SET TASK:
Add 97 to every coordinate in the path outlines of the data, starting at the line that contains "Return the segmentation of every instance of the white" and stopping after the line that contains "M 122 118 L". Reproduce every line in that range, copying all other lines unchanged.

++++ RECORDS TO USE ++++

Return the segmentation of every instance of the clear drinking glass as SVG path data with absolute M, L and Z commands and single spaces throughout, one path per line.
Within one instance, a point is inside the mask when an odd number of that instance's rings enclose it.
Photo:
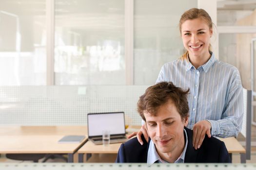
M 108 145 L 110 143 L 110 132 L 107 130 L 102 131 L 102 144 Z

++++
++++ RECORDS TO USE ++++

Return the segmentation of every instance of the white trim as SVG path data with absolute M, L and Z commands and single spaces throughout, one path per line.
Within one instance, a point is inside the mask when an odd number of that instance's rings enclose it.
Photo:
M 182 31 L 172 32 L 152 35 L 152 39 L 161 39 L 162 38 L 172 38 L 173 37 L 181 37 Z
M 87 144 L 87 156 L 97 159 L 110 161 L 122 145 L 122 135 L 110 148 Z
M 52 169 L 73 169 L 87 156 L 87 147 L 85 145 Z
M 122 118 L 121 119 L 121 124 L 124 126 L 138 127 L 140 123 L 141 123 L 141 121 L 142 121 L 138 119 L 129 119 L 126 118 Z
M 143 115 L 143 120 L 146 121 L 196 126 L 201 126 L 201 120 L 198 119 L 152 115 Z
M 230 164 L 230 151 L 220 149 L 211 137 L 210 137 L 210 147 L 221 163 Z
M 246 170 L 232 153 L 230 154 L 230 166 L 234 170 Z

++++
++++ RECORDS TO USE ++++

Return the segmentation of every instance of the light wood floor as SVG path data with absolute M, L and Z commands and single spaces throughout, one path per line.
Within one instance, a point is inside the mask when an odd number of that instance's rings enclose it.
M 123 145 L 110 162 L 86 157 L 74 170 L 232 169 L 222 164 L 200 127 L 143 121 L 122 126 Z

++++

ANSWER TO THE PROBLEM:
Return the segmentation of every instance of the white trim as SVG path data with absolute M, L and Z commands and single spaces throughout, one path per line.
Within one instance, a point is inside the mask when an odd number of that instance's rings enclose it.
Photo:
M 279 128 L 269 129 L 249 132 L 249 136 L 258 136 L 259 135 L 269 135 L 270 134 L 278 134 Z
M 184 241 L 184 253 L 194 256 L 207 258 L 219 242 L 219 232 L 207 245 Z
M 149 266 L 170 266 L 184 253 L 184 244 L 182 242 Z
M 219 215 L 218 216 L 218 221 L 221 223 L 235 224 L 237 220 L 238 220 L 238 218 L 239 218 L 235 216 L 226 216 L 223 215 Z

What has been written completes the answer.